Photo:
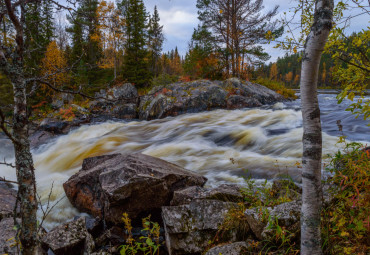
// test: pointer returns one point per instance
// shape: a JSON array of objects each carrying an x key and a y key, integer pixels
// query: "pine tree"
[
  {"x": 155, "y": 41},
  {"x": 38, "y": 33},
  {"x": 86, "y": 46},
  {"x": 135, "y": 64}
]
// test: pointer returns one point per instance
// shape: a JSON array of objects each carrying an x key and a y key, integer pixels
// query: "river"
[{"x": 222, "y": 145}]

==

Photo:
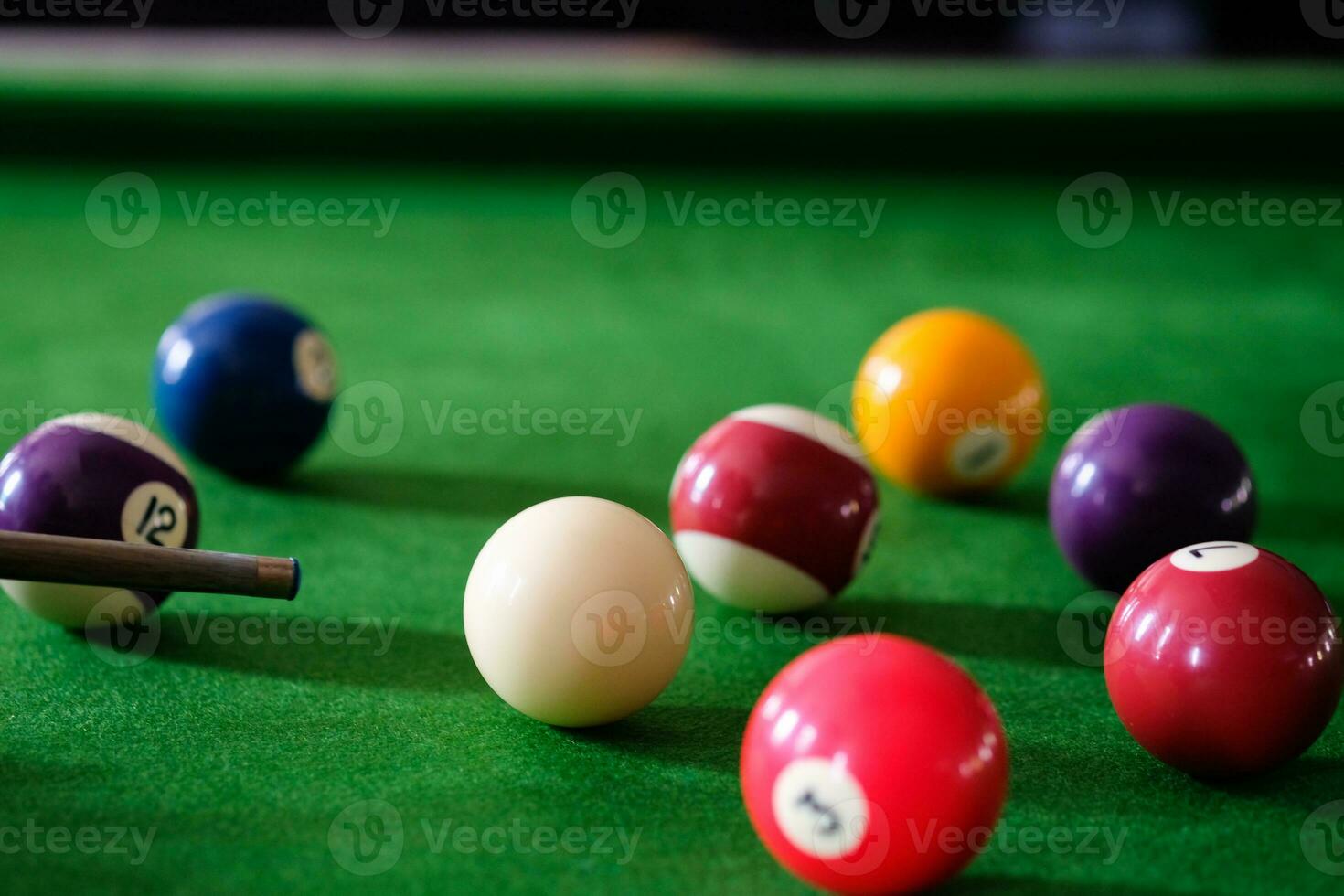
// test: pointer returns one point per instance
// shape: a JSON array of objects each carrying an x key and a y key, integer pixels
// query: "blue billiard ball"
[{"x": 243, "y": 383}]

==

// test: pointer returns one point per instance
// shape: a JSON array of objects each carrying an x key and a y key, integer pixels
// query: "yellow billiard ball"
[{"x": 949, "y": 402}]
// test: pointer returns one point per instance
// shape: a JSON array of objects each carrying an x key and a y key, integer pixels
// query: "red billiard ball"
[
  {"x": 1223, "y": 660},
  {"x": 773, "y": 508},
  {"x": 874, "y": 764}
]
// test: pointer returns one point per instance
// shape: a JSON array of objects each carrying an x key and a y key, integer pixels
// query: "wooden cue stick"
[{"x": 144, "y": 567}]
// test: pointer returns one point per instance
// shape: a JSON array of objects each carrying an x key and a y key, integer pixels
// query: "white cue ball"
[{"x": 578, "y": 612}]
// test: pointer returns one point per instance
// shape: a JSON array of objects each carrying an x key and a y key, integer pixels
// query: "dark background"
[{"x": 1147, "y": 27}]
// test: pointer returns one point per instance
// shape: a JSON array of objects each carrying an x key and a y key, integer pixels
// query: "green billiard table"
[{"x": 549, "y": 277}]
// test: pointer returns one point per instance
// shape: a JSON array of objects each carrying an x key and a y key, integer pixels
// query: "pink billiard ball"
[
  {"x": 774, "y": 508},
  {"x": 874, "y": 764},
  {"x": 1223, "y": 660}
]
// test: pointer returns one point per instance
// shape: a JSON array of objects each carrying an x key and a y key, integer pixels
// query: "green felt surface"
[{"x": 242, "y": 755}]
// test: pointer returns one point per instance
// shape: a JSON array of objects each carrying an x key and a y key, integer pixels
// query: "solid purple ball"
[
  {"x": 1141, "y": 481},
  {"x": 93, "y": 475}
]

Task: Which lines in the listing above contain the string "billiard"? Report each of them in full.

Correct answer:
// query: "blue billiard ball"
// query: "yellow billiard ball"
// query: "red billiard ball"
// query: "green billiard table"
// query: "pink billiard ball"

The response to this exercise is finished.